◆ RAW DATA ◆
____
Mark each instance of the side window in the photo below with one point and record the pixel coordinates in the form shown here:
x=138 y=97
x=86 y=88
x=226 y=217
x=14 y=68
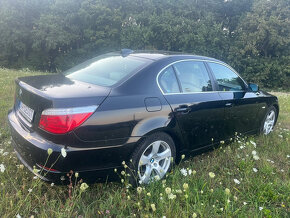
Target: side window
x=227 y=79
x=168 y=81
x=193 y=76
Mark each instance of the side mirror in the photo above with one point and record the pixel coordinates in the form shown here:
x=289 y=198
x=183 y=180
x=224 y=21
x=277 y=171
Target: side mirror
x=253 y=87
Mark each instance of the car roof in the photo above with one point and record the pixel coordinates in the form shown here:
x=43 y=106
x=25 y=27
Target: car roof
x=158 y=55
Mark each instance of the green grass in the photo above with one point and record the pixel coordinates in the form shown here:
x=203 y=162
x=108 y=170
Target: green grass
x=264 y=193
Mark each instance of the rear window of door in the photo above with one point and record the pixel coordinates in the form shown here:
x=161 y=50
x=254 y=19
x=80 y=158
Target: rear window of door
x=227 y=79
x=168 y=81
x=193 y=76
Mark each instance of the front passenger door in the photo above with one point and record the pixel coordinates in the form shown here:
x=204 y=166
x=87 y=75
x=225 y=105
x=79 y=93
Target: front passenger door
x=241 y=106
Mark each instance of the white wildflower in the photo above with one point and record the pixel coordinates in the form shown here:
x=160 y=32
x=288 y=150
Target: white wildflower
x=253 y=143
x=2 y=168
x=168 y=190
x=183 y=172
x=83 y=186
x=237 y=181
x=256 y=157
x=63 y=152
x=211 y=174
x=171 y=196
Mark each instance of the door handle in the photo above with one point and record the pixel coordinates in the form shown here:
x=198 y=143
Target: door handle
x=229 y=105
x=183 y=108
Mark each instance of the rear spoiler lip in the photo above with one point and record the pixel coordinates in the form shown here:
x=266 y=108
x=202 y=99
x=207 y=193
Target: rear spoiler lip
x=32 y=89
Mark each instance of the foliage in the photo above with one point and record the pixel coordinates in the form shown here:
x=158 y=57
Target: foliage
x=226 y=182
x=51 y=35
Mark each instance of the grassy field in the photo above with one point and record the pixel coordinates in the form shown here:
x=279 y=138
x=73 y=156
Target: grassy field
x=226 y=182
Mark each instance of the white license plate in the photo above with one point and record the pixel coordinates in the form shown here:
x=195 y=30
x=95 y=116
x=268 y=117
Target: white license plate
x=26 y=111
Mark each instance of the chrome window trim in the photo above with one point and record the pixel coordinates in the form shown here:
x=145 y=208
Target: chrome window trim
x=203 y=60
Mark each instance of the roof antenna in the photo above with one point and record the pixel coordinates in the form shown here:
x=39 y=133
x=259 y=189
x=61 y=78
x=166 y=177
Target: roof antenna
x=125 y=52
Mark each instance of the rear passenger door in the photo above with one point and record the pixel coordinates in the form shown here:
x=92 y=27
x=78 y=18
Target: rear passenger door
x=187 y=87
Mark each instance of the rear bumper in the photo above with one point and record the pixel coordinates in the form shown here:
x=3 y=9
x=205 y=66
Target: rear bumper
x=94 y=163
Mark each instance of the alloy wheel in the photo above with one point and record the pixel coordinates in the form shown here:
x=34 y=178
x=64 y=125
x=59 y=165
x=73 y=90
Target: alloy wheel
x=269 y=122
x=154 y=161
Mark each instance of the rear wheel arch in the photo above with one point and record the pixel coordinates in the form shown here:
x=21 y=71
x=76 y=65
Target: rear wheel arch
x=277 y=109
x=174 y=136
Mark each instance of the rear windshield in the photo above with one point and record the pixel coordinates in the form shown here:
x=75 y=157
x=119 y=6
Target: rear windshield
x=105 y=70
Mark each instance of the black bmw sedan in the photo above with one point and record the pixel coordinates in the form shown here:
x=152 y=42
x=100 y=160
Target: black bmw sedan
x=141 y=108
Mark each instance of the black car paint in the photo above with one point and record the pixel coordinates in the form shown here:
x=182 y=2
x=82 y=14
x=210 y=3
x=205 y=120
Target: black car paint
x=129 y=111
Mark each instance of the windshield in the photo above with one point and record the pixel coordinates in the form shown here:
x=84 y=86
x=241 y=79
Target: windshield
x=105 y=70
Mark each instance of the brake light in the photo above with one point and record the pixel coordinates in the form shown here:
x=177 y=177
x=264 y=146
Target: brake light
x=64 y=120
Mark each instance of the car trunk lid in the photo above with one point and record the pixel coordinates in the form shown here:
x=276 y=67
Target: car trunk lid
x=37 y=93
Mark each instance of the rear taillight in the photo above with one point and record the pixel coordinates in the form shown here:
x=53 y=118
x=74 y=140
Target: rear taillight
x=63 y=120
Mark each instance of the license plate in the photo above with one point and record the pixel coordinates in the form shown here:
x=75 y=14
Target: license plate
x=26 y=111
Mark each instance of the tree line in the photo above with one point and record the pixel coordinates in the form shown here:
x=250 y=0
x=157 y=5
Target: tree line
x=53 y=35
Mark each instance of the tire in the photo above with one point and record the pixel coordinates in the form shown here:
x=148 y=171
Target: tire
x=152 y=159
x=269 y=121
____
Repeat all of the material above with "pixel coordinates" replaced by "image coordinates" throughout, changing nothing else and leaving the pictures out.

Mark each instance of the side window in the photo below with one point and record the image coordinates in the form shown here:
x=138 y=97
x=86 y=88
x=226 y=217
x=14 y=68
Target: side window
x=227 y=79
x=168 y=81
x=193 y=76
Mark each instance of the side mirror in the photo above with one point and record the image coordinates in the form shown here:
x=289 y=198
x=183 y=180
x=224 y=21
x=277 y=171
Target: side mirror
x=253 y=87
Mark each instance of the car roof in the photo above with one point and record the image coordinates in the form shown here:
x=43 y=106
x=25 y=27
Target: car roof
x=158 y=55
Mark each instance of the green grass in the photo above with one point and record the image coordinates in the form shown here:
x=203 y=162
x=108 y=170
Target: green grass
x=264 y=193
Mark each instance of the rear window of door in the photo above with one point and record the image coordinates in the form shown here:
x=161 y=50
x=254 y=19
x=80 y=158
Target: rear window of door
x=227 y=79
x=168 y=81
x=193 y=76
Mark each instance of the front passenger door in the photo above with one point and record the image coordinates in the form shown here:
x=204 y=166
x=87 y=75
x=225 y=105
x=79 y=93
Target: front passenger door
x=241 y=106
Mark each instance of the white wildflower in the photo above with one point and record the image coordinates in the form shown here:
x=160 y=32
x=288 y=150
Target: white wildflower
x=253 y=143
x=2 y=168
x=168 y=190
x=183 y=172
x=83 y=186
x=237 y=181
x=256 y=157
x=63 y=152
x=211 y=174
x=171 y=196
Mark each instance of the door handle in the photo above with one point and record the image coordinates in the form shown here:
x=198 y=143
Target: door handle
x=229 y=105
x=183 y=108
Mark each instance of the rear spoiler lip in the photo above with one point and record the image coordinates in the form shown here:
x=266 y=108
x=202 y=99
x=207 y=193
Target: rear spoiler lip
x=32 y=89
Mark each instance of the foliage in the photo above with one point and record the image coordinates in the form shown here:
x=158 y=57
Target: foliage
x=226 y=182
x=51 y=35
Mark each instance of the grassy field in the photo above with one point and record the image coordinates in the form shown here:
x=279 y=138
x=73 y=156
Target: grassy field
x=226 y=182
Mark each instance of the white license plate in the photo above with one point and record the image coordinates in the form shown here:
x=195 y=30
x=95 y=116
x=268 y=117
Target: white license plate
x=26 y=111
Mark each instance of the chrome window trim in the photo above with one point and record the image coordinates in the form shown here:
x=145 y=208
Target: chrome window trim
x=203 y=60
Mark each instance of the roof antenna in the photo above with one point and record the image coordinates in the form shown here:
x=39 y=133
x=259 y=189
x=61 y=78
x=166 y=177
Target: roof antenna
x=125 y=52
Mark each instance of the rear passenger door in the photo above with one point and record the image coordinates in the form shown here:
x=92 y=27
x=78 y=18
Target: rear passenger door
x=187 y=87
Mark each instance of the rear bumper in the photo above with one point and record the image coordinates in the form shown here:
x=3 y=9
x=205 y=66
Target: rear bumper
x=94 y=163
Mark each instance of the alloy wheel in the photo above with one point and record the image coordinates in the form shown here:
x=34 y=178
x=64 y=125
x=59 y=165
x=73 y=90
Target: alloy wheel
x=269 y=122
x=154 y=161
Mark each instance of the rear wheel arch in the photo above with one point and record the image coordinates in the form shown here:
x=21 y=71
x=76 y=65
Target: rear wheel arch
x=277 y=109
x=174 y=136
Mark each instance of the rear windshield in the photo above with one point and record the image coordinates in the form shown here:
x=75 y=157
x=119 y=6
Target: rear windshield
x=105 y=70
Mark each instance of the black bmw sedan in the photo above with one point and record the image coordinates in the form shown here:
x=152 y=42
x=100 y=160
Target: black bmw sedan
x=141 y=108
Mark each instance of the black car paint in the photo above with one point and record the image coordinates in the form shown here:
x=182 y=2
x=82 y=14
x=210 y=3
x=205 y=120
Target: black car paint
x=129 y=111
Mark each instance of the windshield in the photo above with one point and record the image coordinates in the form shown here:
x=84 y=86
x=241 y=79
Target: windshield
x=105 y=70
Mark each instance of the brake light in the photo above with one point and record the image coordinates in the form shown here:
x=177 y=177
x=264 y=146
Target: brake light
x=64 y=120
Mark each instance of the car trunk lid in the photo above with one point and record the image coordinates in the form shown here:
x=276 y=67
Target: car trunk lid
x=37 y=93
Mark each instance of the rear taillight in the photo above with one point and record the image coordinates in the form shown here:
x=53 y=118
x=74 y=140
Target: rear taillight
x=63 y=120
Mark each instance of the license plate in the photo above with one point and record the image coordinates in the form shown here:
x=75 y=14
Target: license plate
x=26 y=111
Mark each instance of the tree line in the photo above with one point and record the image coordinates in the form shown here:
x=250 y=0
x=157 y=5
Target: tree line
x=53 y=35
Mark each instance of the tire in the photo above with one point and record the image coordinates in the form shown here:
x=148 y=171
Target: tire
x=152 y=159
x=269 y=121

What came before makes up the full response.